** START Input data **
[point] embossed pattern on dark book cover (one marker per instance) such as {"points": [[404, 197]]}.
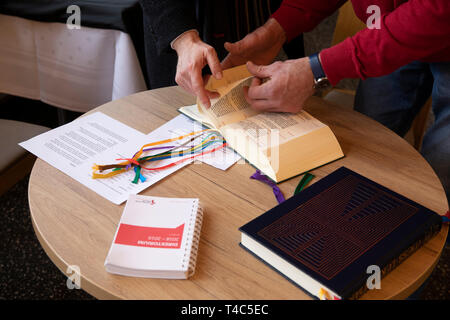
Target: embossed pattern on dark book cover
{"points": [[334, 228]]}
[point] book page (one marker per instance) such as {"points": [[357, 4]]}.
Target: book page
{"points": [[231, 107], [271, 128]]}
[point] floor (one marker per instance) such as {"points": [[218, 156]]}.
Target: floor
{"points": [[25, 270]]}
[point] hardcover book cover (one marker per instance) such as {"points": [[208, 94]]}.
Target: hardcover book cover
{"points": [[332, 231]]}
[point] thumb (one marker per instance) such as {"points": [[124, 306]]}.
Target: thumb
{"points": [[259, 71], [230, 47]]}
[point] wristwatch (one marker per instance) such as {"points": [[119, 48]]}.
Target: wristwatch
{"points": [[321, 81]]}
** END Input data **
** START Input data **
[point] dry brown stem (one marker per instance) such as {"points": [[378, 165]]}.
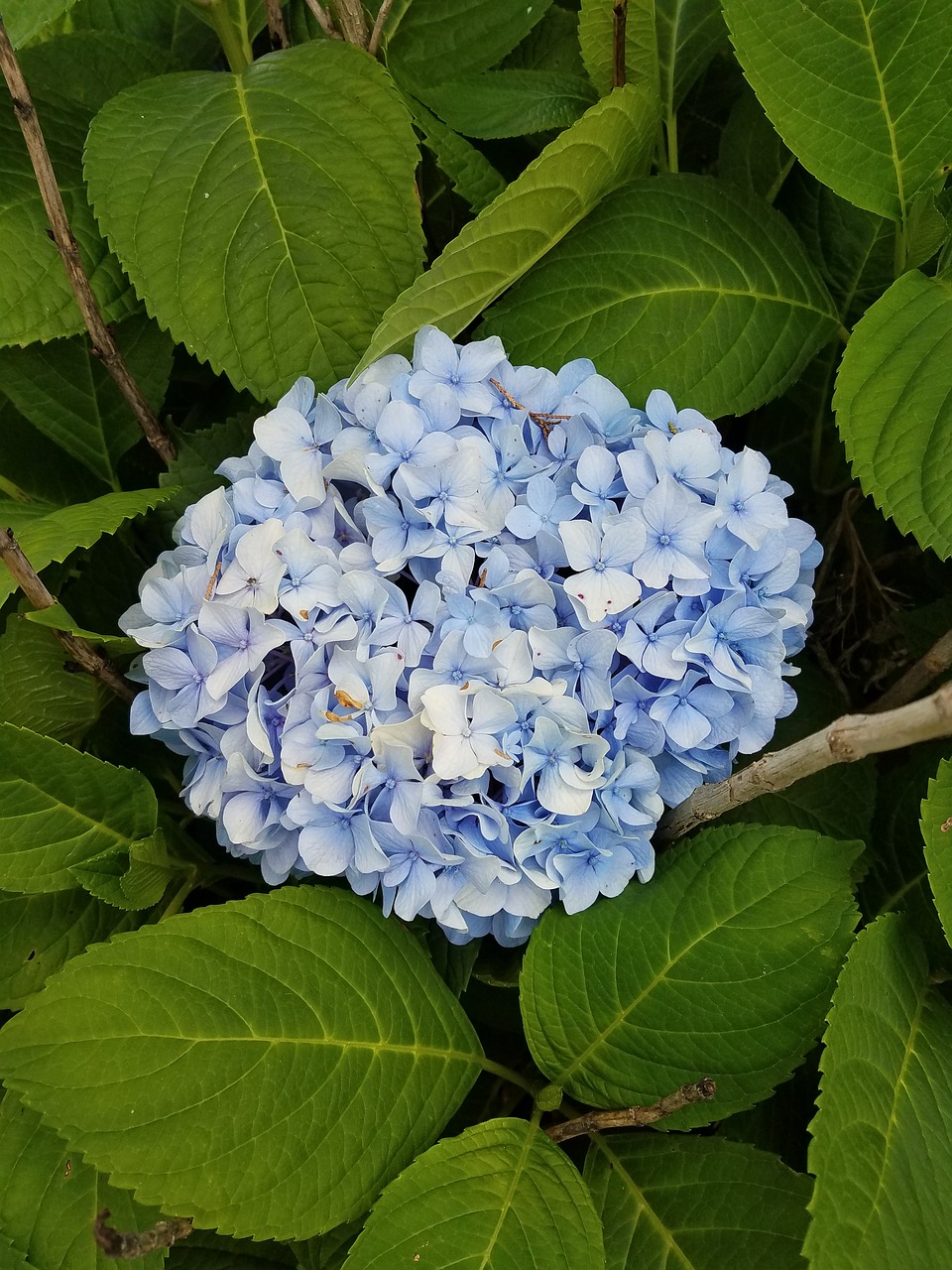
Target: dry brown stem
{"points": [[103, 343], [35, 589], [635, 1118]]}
** END Input data **
Which lines of the material above contain the string "hardcover"? Return each such line in full, treating uppercase and lowercase as different.

_Exercise answer_.
[point] hardcover book cover (one marker per instance) such as {"points": [[208, 94]]}.
Target: hardcover book cover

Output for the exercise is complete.